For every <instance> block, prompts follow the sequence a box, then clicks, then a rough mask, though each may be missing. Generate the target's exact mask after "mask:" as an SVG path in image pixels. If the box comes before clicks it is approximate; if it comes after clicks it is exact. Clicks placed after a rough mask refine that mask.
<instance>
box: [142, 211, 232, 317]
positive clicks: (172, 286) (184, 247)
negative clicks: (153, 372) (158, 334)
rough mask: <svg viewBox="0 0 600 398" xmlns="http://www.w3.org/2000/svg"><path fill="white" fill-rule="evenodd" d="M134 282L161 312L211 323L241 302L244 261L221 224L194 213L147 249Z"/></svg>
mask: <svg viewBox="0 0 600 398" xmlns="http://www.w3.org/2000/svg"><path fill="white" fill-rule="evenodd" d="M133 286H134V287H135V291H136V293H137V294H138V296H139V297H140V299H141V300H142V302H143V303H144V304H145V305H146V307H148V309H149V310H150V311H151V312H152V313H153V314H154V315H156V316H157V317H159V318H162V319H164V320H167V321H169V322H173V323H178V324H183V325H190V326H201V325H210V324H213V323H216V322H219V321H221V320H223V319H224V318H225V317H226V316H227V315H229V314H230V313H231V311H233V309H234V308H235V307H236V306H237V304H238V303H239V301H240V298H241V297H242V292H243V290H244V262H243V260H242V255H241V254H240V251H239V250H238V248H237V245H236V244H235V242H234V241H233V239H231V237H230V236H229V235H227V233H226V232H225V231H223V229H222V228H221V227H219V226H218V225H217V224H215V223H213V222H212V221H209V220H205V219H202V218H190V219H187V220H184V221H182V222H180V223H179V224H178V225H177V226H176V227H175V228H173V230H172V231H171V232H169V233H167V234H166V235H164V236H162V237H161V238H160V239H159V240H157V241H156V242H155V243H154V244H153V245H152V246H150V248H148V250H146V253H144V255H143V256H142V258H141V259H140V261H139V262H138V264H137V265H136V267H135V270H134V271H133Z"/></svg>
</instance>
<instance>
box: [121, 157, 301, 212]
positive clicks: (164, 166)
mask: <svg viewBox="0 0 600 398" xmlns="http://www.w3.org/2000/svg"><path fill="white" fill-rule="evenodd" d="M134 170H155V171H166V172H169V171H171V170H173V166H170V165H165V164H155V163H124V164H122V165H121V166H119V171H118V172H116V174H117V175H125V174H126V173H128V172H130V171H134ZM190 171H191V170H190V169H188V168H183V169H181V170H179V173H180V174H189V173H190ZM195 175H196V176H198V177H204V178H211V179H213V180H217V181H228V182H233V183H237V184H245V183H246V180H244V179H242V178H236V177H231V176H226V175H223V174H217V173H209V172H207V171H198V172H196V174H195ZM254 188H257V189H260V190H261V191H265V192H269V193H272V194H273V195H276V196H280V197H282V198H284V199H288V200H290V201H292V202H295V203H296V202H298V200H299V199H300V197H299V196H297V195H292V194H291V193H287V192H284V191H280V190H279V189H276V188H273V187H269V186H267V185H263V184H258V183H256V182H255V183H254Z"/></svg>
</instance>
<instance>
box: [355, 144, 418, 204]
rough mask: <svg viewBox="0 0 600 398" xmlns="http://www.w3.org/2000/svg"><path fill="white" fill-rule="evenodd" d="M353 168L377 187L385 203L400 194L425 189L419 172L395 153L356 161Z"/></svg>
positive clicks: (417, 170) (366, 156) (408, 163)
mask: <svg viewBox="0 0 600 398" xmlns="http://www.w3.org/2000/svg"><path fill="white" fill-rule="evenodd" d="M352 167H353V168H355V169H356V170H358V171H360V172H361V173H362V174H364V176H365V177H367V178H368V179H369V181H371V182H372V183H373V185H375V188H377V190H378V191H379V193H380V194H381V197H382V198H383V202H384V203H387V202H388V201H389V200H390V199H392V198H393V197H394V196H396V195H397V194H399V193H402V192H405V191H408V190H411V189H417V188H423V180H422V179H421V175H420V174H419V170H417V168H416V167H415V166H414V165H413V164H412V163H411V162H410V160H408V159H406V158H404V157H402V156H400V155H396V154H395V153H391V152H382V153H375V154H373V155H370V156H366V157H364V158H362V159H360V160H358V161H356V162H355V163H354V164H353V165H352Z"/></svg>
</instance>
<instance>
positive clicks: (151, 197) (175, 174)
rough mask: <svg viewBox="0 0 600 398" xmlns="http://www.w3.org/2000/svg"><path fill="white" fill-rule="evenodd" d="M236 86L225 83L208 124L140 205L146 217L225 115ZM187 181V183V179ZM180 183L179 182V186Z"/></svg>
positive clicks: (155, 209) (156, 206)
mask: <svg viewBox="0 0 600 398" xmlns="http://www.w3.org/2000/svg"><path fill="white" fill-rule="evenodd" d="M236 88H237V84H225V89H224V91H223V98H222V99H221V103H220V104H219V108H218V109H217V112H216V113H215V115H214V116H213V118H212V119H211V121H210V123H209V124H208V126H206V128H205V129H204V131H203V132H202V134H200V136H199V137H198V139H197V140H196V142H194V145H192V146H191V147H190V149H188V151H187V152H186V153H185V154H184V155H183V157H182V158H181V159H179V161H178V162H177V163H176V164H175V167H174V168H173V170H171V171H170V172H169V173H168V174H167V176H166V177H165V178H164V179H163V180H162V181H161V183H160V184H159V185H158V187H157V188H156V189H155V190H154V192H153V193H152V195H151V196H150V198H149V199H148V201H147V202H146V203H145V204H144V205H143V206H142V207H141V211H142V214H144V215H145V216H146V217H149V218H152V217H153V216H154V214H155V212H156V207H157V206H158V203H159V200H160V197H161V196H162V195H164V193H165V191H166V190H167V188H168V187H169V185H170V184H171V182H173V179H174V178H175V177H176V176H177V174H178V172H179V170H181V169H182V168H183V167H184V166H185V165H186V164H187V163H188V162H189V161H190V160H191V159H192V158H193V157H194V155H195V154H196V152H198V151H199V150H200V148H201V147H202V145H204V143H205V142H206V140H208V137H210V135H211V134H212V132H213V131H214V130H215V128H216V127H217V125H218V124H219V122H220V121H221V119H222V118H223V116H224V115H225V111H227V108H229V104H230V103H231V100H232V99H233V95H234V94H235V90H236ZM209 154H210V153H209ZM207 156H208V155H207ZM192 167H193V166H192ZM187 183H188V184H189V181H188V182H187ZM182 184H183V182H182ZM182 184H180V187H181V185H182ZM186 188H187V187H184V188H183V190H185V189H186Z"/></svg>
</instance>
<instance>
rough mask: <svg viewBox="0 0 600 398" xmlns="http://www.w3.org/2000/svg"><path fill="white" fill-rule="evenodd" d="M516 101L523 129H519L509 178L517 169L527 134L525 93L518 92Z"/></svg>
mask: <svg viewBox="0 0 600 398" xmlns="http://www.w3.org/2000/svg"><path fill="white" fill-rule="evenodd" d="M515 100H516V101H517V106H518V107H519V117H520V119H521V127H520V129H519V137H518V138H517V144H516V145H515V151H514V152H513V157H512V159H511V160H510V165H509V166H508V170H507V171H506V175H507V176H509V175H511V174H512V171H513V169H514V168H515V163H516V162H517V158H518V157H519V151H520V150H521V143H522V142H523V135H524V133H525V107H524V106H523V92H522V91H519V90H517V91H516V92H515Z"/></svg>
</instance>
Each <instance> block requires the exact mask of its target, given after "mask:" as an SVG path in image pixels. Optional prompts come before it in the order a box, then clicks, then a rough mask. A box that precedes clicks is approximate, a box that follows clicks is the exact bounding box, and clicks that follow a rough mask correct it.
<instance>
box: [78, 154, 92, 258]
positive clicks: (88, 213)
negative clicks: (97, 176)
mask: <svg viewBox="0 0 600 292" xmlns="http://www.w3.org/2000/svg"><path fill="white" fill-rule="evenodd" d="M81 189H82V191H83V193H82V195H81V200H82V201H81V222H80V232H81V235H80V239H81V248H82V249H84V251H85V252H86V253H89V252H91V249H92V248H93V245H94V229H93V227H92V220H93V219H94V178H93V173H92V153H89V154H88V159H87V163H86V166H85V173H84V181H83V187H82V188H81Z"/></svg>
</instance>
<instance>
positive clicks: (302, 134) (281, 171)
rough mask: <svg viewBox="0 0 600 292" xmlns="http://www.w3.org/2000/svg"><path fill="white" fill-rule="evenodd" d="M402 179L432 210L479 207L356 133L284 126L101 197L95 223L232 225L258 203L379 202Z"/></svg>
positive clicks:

----------

Please find each line in the records that contains the string "then" and copy those lines in full. Case counts, so a line matches only if the capitalization agrees.

For every <instance> block, prompts follow the sequence a box, then clicks, then a rough mask, though each may be missing. Generate the target's exact mask after "mask:" as an SVG path in image pixels. If the box comes before clicks it is approximate; if it comes after clicks it is exact. Clicks placed after a rough mask refine that mask.
Each <instance> block requires the exact mask of its target, given after "mask:" as an SVG path in image pixels. Optional prompts come before it in the order a box, then clicks, then a rough mask. A box that precedes clicks is approximate, a box that follows clicks is the exact bounding box, and clicks that follow a rough mask correct it.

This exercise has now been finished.